> [Brief]:
Copy each row below character for character, without changing anything.

━━ Supplied material

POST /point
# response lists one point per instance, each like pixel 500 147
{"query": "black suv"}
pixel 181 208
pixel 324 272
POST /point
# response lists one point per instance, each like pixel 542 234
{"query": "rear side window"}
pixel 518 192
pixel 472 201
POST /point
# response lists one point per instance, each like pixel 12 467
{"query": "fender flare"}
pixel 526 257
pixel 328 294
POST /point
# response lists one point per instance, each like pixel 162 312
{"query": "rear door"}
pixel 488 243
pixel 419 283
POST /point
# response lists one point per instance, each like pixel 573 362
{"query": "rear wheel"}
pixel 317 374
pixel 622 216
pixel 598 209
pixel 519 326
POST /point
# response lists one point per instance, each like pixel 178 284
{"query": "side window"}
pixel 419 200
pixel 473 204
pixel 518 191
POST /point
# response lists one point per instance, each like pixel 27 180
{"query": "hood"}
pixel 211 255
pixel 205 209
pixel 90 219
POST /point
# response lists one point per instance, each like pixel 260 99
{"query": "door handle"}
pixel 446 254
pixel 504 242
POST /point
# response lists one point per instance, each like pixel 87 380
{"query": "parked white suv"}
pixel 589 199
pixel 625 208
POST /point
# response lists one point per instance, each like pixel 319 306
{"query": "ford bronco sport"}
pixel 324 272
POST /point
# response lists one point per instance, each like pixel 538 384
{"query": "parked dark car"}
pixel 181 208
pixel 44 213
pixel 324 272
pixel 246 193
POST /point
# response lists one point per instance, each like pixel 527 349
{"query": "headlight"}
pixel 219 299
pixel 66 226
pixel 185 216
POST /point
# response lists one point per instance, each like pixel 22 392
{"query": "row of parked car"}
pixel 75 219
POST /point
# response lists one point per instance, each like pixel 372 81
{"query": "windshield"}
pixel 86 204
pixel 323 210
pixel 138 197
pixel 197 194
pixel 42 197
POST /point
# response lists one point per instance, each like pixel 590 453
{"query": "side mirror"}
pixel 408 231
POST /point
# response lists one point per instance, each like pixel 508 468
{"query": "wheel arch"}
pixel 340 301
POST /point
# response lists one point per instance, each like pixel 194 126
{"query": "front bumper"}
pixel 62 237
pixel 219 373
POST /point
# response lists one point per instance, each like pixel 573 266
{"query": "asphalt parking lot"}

━━━━

> [Solution]:
POST /point
# response lists one point per instance, each like pixel 500 147
{"query": "black suv"}
pixel 181 208
pixel 324 272
POST /point
# response lists one point per instance, each like pixel 542 234
{"query": "rear side window"}
pixel 518 192
pixel 472 201
POST /point
# response lists one point per instance, each like pixel 12 467
{"query": "fender flare"}
pixel 526 257
pixel 328 294
POST /point
# response lists one point per instance, each like pixel 162 312
{"query": "rear door"}
pixel 488 243
pixel 419 283
POST /point
# response lists one point per instance, each like pixel 573 362
{"query": "rear wheel"}
pixel 317 374
pixel 622 216
pixel 598 209
pixel 519 326
POST /point
# response lists one point per instance, each like pixel 178 284
{"query": "side window"}
pixel 419 200
pixel 473 204
pixel 518 191
POST /point
# response lists one point per instance, each like pixel 27 180
{"query": "hood"}
pixel 211 255
pixel 205 209
pixel 90 219
POST /point
# response lists one point per instance, each like pixel 260 99
{"query": "door handle"}
pixel 446 254
pixel 504 242
POST /point
# response lists one point per instance, each like pixel 87 380
{"query": "parked white suv"}
pixel 589 199
pixel 625 208
POST /point
# response lists one point per instance, each like pixel 319 306
{"query": "ford bronco sport"}
pixel 324 272
POST /point
# response lists one point per instance, each like pixel 538 384
{"query": "parked dark car"}
pixel 181 208
pixel 44 213
pixel 324 272
pixel 246 193
POST /point
# response lists one point per instance, each like pixel 527 349
{"query": "headlight"}
pixel 219 299
pixel 66 226
pixel 185 216
POST /point
# response lists one point per instance, each like pixel 22 392
{"query": "row of parked car"}
pixel 75 219
POST /point
# response lists one point per instance, each like pixel 372 81
{"query": "windshield"}
pixel 86 204
pixel 323 210
pixel 138 197
pixel 197 194
pixel 42 197
POST /point
# response lists one point per instance, each like pixel 590 453
{"query": "side mirror"}
pixel 408 231
POST /point
# response lists one point per instance, each like pixel 508 468
{"query": "wheel arch"}
pixel 340 301
POST /point
# response lists one point per instance, each like pixel 194 126
{"query": "front bumper"}
pixel 62 237
pixel 219 373
POST /point
# response lists one point per instance, each like pixel 573 266
{"query": "asphalt parking lot"}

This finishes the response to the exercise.